Instructions to follow |
Copy the rows word for word, from the line containing "[trace] pollen on flower center" through the end of the rows, and leave the pictures out of your copy.
## start Input rows
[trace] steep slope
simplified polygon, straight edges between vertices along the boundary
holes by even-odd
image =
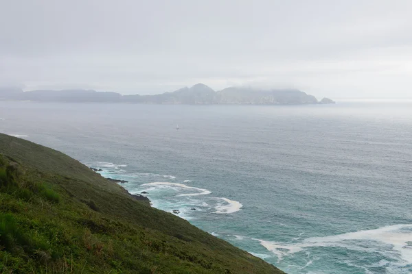
[[[0,273],[283,273],[58,151],[0,134]]]

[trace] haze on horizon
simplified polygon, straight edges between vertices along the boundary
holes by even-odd
[[[412,1],[0,0],[0,86],[412,98]]]

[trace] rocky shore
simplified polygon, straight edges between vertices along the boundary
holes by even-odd
[[[102,169],[95,169],[93,167],[91,167],[90,169],[91,169],[92,171],[98,173],[99,171],[103,171]],[[125,184],[125,183],[128,183],[128,181],[125,181],[125,180],[121,180],[121,179],[113,179],[113,178],[106,178],[104,177],[106,180],[110,181],[113,183],[115,184]],[[149,205],[150,204],[150,200],[149,199],[149,198],[148,198],[146,196],[141,195],[140,194],[131,194],[130,192],[129,192],[128,191],[127,191],[127,190],[126,188],[124,188],[124,187],[121,186],[120,187],[122,188],[122,190],[124,190],[124,193],[126,193],[127,195],[131,197],[132,198],[133,198],[135,200],[137,201],[145,201],[146,203],[148,203]]]

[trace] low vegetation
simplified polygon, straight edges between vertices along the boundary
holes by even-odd
[[[0,273],[282,273],[58,151],[0,134]]]

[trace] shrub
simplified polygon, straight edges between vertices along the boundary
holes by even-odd
[[[7,183],[8,179],[5,169],[0,169],[0,186],[6,186]]]
[[[96,203],[95,203],[95,201],[93,200],[87,201],[86,204],[87,206],[89,206],[89,207],[94,211],[97,211],[97,212],[100,211],[100,210],[99,209],[99,207],[98,207],[98,205],[96,205]]]
[[[27,245],[28,240],[19,229],[12,214],[0,214],[0,245],[10,251],[16,243]]]
[[[35,184],[32,188],[34,192],[39,194],[49,201],[52,203],[58,203],[60,201],[60,195],[58,193],[43,183]]]
[[[19,164],[15,162],[11,162],[5,168],[5,173],[9,183],[16,182],[21,175],[21,169]]]
[[[50,188],[45,188],[41,192],[41,195],[47,200],[52,203],[58,203],[60,201],[60,195],[54,190]]]

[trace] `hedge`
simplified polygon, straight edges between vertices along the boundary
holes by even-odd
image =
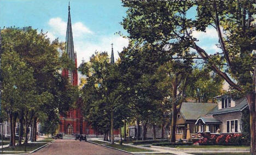
[[[159,143],[153,143],[152,145],[155,146],[175,146],[175,145],[192,145],[193,143],[191,142],[164,142]]]
[[[133,141],[132,143],[133,144],[152,144],[152,143],[158,143],[169,141],[168,139],[158,139],[158,140],[137,140]]]

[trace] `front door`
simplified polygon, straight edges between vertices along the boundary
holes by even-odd
[[[72,134],[72,129],[73,129],[72,127],[70,124],[68,124],[68,126],[67,127],[67,135]]]

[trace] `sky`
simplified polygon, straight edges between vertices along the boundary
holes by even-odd
[[[120,0],[70,0],[71,22],[74,46],[78,65],[84,59],[88,61],[95,52],[107,51],[110,55],[113,43],[115,59],[127,39],[117,32],[126,35],[120,22],[125,16],[125,8]],[[0,27],[32,26],[38,32],[43,29],[53,40],[59,38],[65,41],[68,19],[68,0],[0,0]],[[195,9],[189,10],[188,17],[195,18]],[[194,31],[193,35],[200,40],[197,44],[209,53],[220,51],[215,44],[218,35],[213,27],[206,32]]]

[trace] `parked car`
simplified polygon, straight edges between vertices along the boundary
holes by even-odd
[[[63,135],[61,134],[57,134],[55,136],[52,137],[53,139],[63,139]]]
[[[80,141],[84,140],[84,141],[86,141],[87,136],[86,135],[80,135],[79,137],[79,140]]]
[[[81,136],[80,134],[75,134],[75,140],[78,139],[80,139],[80,136]]]

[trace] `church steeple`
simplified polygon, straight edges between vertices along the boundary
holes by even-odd
[[[110,64],[115,63],[115,59],[114,58],[114,51],[113,50],[113,43],[111,44],[112,46],[112,50],[111,51],[111,58],[110,58]]]
[[[71,17],[70,16],[70,5],[68,2],[68,19],[66,34],[65,52],[67,56],[73,62],[75,60],[75,54],[74,51],[74,43],[73,41],[72,27]]]

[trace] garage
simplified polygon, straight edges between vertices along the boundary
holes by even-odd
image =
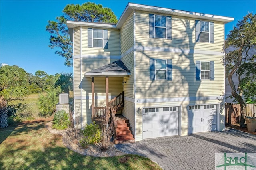
[[[178,135],[178,107],[144,108],[143,139]]]
[[[217,130],[216,105],[188,107],[188,134]]]

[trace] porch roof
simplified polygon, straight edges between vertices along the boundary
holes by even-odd
[[[110,64],[87,72],[84,74],[85,77],[125,77],[131,74],[121,60],[116,61]]]

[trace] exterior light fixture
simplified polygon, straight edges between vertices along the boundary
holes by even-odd
[[[122,84],[123,85],[124,85],[124,83],[126,83],[126,81],[123,81],[123,83]]]

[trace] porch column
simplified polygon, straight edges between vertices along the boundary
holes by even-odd
[[[106,77],[106,112],[108,113],[108,77]]]
[[[95,106],[94,100],[94,77],[92,77],[92,116],[95,114],[95,110],[93,109],[93,107]]]

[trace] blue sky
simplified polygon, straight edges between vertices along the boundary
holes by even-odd
[[[72,72],[64,59],[55,54],[49,45],[47,21],[62,15],[68,4],[86,1],[0,1],[0,63],[16,65],[28,72],[37,70],[54,75]],[[256,1],[90,1],[112,9],[119,19],[129,2],[185,11],[234,17],[225,25],[225,35],[248,12],[256,12]]]

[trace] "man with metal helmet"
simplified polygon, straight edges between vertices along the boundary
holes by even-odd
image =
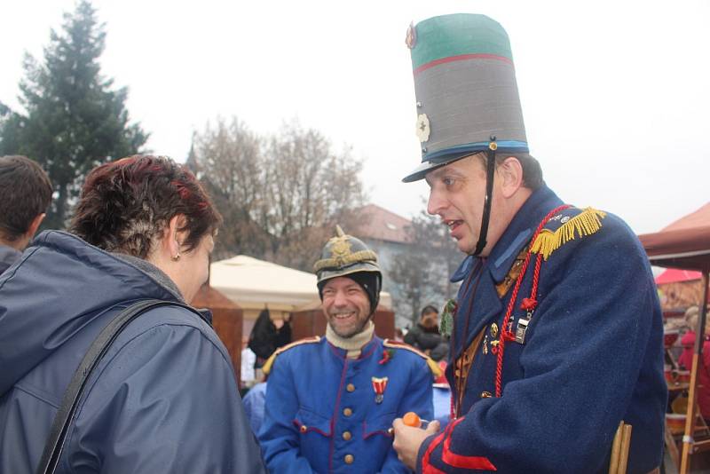
[[[375,334],[377,256],[337,234],[314,265],[325,337],[292,343],[266,361],[266,410],[258,434],[272,472],[408,472],[392,449],[392,422],[433,419],[438,367],[419,351]]]
[[[501,25],[434,17],[406,44],[422,164],[404,181],[426,179],[427,210],[467,257],[441,323],[451,422],[435,432],[396,420],[400,459],[420,472],[606,472],[622,459],[652,471],[667,387],[643,249],[619,217],[565,205],[543,182]]]

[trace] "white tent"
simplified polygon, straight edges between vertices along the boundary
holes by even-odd
[[[209,267],[209,285],[239,304],[245,320],[255,320],[264,308],[272,319],[280,319],[320,304],[313,273],[244,255],[214,262]],[[381,293],[380,302],[391,307],[388,293]]]

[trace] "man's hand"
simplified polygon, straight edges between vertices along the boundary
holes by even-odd
[[[397,457],[412,470],[416,470],[416,456],[419,447],[424,439],[436,434],[439,428],[439,423],[436,420],[429,423],[426,430],[406,426],[401,418],[397,418],[392,423],[394,428],[394,443],[392,446],[397,451]]]

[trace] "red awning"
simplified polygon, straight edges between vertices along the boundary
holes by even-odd
[[[710,271],[710,202],[660,232],[639,235],[658,266]]]

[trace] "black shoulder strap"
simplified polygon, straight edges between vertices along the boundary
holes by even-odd
[[[76,367],[76,371],[74,373],[74,376],[72,376],[69,386],[67,387],[67,391],[64,392],[61,405],[57,412],[57,415],[54,417],[54,422],[51,423],[51,431],[47,438],[47,443],[44,445],[42,459],[40,460],[39,466],[37,466],[37,474],[49,474],[54,472],[54,470],[57,468],[57,463],[59,462],[59,457],[61,456],[62,446],[64,446],[64,440],[67,438],[69,425],[72,423],[74,415],[76,412],[76,406],[79,403],[79,399],[82,398],[83,389],[86,385],[86,382],[89,380],[89,376],[91,375],[91,371],[96,368],[96,366],[99,365],[101,358],[106,354],[113,342],[130,321],[146,311],[158,306],[181,306],[194,312],[204,320],[204,317],[200,314],[199,312],[187,304],[155,299],[138,301],[122,311],[111,320],[106,328],[101,330],[91,347],[89,347],[79,367]]]

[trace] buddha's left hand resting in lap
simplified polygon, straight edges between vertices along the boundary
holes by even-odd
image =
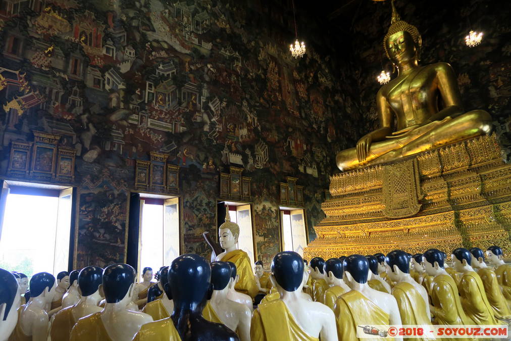
[[[383,44],[398,77],[382,86],[376,96],[380,127],[362,137],[355,148],[337,154],[341,171],[398,160],[491,131],[487,112],[463,112],[450,65],[419,64],[421,35],[401,20],[393,2],[392,6],[391,24]]]

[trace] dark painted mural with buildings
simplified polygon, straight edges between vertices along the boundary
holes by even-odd
[[[124,260],[135,161],[151,151],[180,166],[182,253],[208,254],[201,235],[216,231],[219,174],[229,165],[252,178],[267,266],[280,251],[278,184],[287,176],[304,186],[315,237],[324,199],[317,189],[328,188],[332,155],[356,141],[360,118],[346,85],[355,75],[342,71],[347,62],[334,57],[320,23],[307,24],[306,57],[291,56],[290,5],[2,2],[2,173],[12,142],[34,141],[34,131],[60,135],[57,147],[74,151],[78,267]]]

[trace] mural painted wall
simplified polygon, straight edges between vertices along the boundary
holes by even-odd
[[[229,165],[252,177],[267,267],[279,251],[286,176],[305,186],[315,238],[332,155],[359,134],[356,75],[313,19],[306,56],[293,59],[292,16],[273,2],[14,0],[0,9],[0,171],[12,142],[33,141],[34,130],[76,151],[78,267],[124,259],[135,160],[150,151],[180,166],[183,253],[208,255],[201,235],[216,231],[219,174]]]
[[[397,0],[396,5],[403,19],[416,26],[422,36],[420,63],[450,63],[457,75],[465,110],[488,111],[500,141],[511,151],[509,7],[491,0]],[[375,98],[380,85],[376,80],[382,63],[386,71],[392,70],[382,44],[390,13],[388,2],[363,2],[352,27],[353,58],[358,66],[354,72],[360,75],[357,79],[364,123],[361,136],[377,127]],[[484,32],[480,45],[469,48],[465,44],[470,30]]]

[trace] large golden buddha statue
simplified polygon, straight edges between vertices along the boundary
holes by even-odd
[[[417,28],[401,20],[393,0],[392,9],[383,47],[398,70],[398,77],[377,95],[380,127],[363,136],[355,148],[337,154],[336,161],[341,171],[398,160],[491,130],[487,112],[463,112],[451,65],[419,64],[421,35]]]

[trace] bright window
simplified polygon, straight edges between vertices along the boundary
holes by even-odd
[[[138,273],[146,266],[156,272],[179,255],[178,200],[141,198]]]
[[[307,246],[304,210],[281,208],[281,222],[283,251],[294,251],[303,257]]]
[[[0,267],[29,276],[67,270],[72,189],[10,189],[0,235]],[[28,192],[32,194],[23,194]]]

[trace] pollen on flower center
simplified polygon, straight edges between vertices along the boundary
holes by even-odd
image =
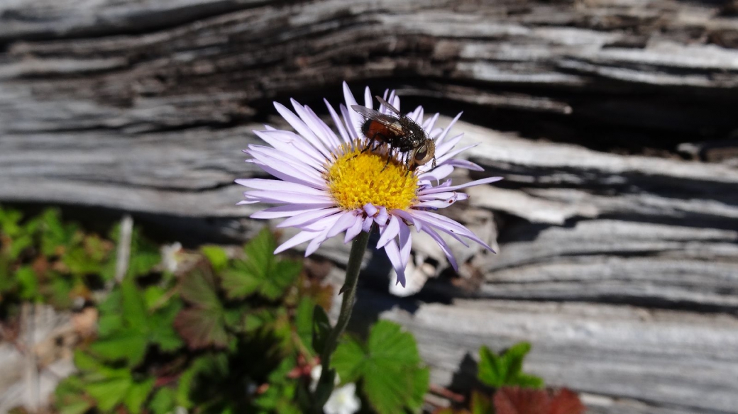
## end Input rows
Answer to this task |
[trace] pollen on flower center
simplified polygon, straight edges between vertices along the boundary
holes by even-odd
image =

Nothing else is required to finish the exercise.